_Supplied records_.
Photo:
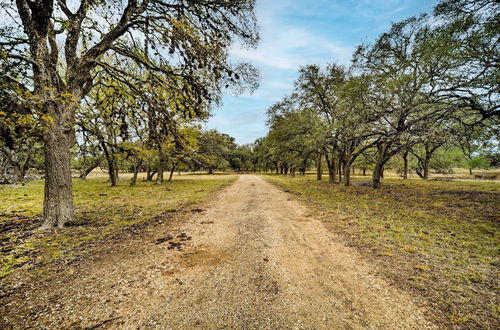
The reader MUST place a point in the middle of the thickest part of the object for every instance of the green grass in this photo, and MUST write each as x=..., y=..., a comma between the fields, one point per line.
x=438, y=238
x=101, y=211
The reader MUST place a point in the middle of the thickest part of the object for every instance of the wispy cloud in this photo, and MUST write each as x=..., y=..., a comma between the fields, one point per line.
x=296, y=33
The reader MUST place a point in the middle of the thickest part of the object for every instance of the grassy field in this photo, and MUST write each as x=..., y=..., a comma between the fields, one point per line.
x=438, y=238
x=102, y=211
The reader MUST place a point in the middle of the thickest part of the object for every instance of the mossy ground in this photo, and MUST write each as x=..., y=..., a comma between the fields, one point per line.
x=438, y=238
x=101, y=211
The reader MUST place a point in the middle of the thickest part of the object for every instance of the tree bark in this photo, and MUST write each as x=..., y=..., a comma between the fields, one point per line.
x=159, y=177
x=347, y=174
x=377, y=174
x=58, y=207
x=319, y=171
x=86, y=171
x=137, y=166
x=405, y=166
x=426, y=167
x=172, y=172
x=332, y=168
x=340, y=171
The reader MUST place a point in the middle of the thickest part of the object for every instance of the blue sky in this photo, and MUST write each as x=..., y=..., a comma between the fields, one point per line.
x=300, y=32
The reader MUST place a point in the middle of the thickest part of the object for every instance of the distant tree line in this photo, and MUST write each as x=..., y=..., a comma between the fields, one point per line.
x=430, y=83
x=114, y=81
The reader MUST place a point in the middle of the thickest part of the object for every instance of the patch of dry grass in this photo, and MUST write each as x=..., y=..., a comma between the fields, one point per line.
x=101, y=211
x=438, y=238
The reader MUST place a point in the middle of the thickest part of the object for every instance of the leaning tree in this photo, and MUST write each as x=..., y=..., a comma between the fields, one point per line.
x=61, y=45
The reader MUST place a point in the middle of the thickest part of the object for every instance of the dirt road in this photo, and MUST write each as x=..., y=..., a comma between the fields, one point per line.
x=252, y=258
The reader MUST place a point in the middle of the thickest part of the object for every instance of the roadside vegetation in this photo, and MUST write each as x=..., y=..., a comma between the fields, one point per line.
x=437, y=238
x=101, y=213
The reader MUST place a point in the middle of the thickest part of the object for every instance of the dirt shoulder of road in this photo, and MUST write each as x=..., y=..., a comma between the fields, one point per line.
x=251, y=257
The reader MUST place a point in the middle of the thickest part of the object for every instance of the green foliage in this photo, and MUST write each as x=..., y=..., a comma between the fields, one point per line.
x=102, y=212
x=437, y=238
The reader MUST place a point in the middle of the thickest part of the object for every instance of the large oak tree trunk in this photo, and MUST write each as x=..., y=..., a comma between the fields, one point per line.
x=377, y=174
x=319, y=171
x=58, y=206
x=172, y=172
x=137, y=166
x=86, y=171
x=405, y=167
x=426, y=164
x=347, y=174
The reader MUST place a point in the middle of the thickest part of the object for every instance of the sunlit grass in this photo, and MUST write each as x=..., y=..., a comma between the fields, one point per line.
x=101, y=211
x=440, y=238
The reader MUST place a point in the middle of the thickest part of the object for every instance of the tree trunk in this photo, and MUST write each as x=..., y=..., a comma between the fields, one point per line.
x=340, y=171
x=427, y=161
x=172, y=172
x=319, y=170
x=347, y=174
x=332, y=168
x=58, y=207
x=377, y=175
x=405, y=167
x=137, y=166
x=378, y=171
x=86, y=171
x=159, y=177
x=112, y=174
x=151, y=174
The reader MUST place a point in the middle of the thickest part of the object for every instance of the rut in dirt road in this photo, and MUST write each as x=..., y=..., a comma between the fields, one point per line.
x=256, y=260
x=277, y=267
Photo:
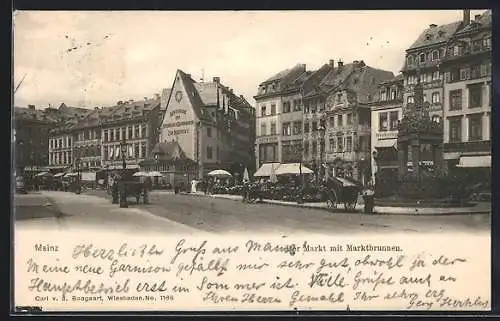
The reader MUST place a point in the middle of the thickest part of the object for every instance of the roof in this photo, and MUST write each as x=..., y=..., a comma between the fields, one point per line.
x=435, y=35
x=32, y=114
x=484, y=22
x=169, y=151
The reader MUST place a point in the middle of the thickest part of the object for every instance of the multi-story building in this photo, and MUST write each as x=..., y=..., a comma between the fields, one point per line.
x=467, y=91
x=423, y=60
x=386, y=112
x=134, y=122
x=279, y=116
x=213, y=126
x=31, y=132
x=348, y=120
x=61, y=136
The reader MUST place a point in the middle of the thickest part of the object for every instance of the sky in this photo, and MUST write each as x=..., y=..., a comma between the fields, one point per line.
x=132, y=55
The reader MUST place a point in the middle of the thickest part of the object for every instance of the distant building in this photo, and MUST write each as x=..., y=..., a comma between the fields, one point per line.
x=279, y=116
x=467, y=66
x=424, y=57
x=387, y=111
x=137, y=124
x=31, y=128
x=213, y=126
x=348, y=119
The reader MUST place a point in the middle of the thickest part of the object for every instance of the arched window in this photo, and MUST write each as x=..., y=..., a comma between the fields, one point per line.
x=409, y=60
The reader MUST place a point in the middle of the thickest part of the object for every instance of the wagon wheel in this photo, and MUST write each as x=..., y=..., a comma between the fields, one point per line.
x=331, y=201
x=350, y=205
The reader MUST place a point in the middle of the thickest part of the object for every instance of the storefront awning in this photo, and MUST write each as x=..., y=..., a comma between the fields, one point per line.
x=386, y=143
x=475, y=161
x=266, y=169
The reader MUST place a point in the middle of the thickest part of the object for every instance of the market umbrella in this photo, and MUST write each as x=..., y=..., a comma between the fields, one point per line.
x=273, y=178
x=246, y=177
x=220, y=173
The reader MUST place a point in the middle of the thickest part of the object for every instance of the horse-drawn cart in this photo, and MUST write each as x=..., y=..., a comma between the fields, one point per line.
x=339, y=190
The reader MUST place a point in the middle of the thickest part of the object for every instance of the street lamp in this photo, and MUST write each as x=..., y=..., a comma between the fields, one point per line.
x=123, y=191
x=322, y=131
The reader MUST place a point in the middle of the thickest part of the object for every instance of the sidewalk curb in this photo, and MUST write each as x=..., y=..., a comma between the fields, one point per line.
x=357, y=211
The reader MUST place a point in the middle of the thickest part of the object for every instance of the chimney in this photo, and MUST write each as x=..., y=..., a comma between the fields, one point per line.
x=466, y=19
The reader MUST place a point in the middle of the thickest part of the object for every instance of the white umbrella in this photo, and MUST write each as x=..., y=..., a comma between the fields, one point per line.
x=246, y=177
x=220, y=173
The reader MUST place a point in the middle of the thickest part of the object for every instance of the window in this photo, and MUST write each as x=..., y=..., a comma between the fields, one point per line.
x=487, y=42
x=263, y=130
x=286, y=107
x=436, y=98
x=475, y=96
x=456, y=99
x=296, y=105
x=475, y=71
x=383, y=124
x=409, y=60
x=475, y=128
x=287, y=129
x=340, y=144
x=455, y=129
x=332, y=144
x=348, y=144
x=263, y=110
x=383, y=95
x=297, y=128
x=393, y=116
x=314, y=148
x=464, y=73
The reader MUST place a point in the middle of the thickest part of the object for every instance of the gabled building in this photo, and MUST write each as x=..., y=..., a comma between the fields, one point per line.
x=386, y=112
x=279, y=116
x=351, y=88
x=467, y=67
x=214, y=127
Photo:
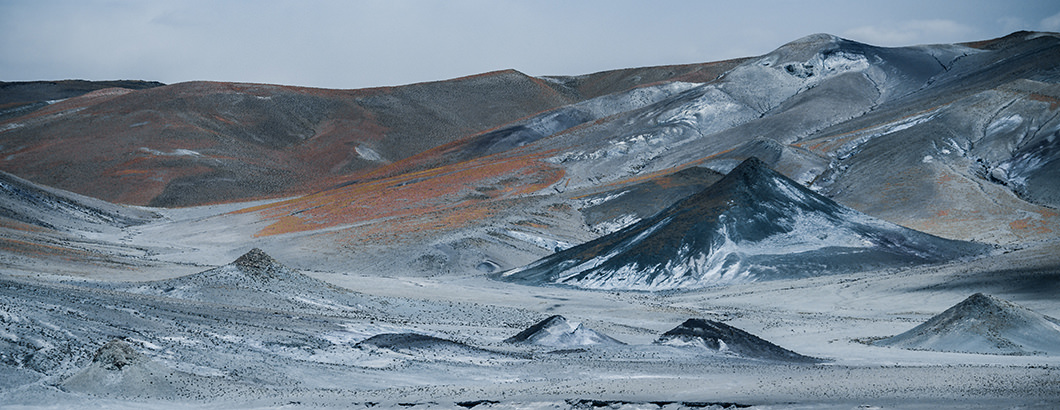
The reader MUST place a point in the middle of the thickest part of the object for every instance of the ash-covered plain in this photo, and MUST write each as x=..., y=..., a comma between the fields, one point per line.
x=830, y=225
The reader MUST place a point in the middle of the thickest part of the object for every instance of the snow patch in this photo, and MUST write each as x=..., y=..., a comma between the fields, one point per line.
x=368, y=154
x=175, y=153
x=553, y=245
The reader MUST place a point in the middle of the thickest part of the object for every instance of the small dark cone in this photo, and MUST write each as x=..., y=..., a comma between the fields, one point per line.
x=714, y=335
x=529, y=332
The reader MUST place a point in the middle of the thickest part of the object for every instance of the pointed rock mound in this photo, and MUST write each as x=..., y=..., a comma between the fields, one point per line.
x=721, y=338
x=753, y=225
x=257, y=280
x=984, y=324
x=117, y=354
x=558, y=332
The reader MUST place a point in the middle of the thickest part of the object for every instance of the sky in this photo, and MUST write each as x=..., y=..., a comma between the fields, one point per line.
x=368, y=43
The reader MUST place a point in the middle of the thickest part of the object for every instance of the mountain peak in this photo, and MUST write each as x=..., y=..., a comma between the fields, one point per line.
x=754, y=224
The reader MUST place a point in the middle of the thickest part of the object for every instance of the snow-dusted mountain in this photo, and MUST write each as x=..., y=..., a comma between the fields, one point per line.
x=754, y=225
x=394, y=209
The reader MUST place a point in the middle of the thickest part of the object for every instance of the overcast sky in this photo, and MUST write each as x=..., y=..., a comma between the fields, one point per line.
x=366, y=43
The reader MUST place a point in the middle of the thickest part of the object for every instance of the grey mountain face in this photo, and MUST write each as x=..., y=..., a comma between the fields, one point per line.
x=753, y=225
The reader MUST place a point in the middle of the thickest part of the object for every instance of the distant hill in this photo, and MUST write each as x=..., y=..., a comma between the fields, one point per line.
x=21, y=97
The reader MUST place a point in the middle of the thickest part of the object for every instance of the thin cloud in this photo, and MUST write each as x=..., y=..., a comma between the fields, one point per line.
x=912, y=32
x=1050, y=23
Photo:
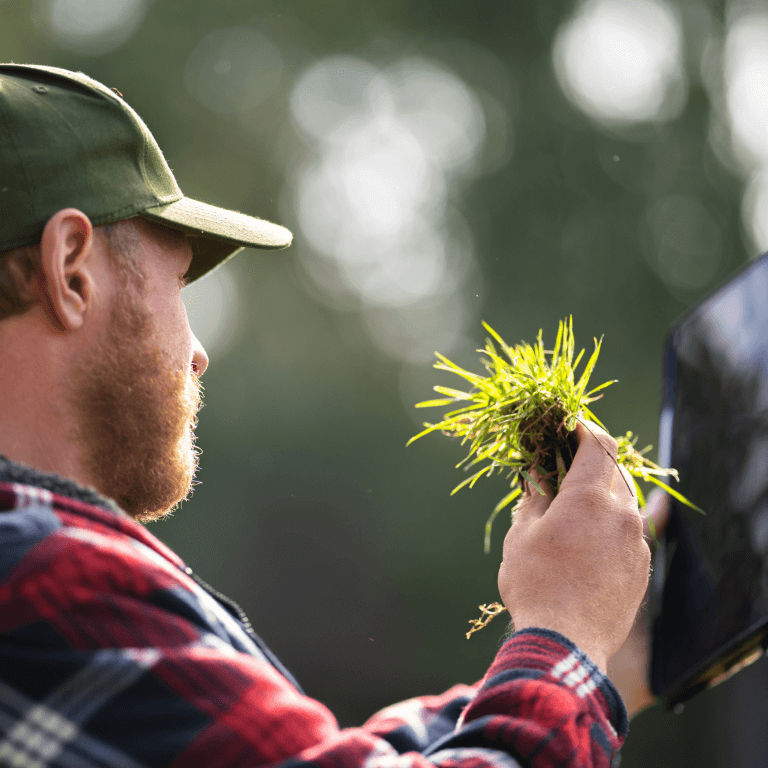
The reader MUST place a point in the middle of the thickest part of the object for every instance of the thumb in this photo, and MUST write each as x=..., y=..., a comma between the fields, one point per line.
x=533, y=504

_Short problem_.
Copy out everything from the start of the items down to and including the line that contains "x=102, y=211", word for word. Leave the pictures out of your answer.

_Solution to this problem_.
Photo:
The reader MUST place a point in the middle of the thickest part of the object for every instance of the green grass in this photo, and MUST write each as x=..., y=..., a comma between the fields, one point per line.
x=438, y=238
x=101, y=211
The reader MUST place a point in the middle of the thickest part of the object for every instance of the wispy cloud in this photo, and MUST write each as x=..., y=..., a comma between the fields, one point per line.
x=296, y=33
The reader MUST place a point in the middle of the thickest part of the object for every instance of the grassy field in this photo, and MUST write each as x=..., y=..., a comma between the fields, one point per line.
x=438, y=238
x=102, y=211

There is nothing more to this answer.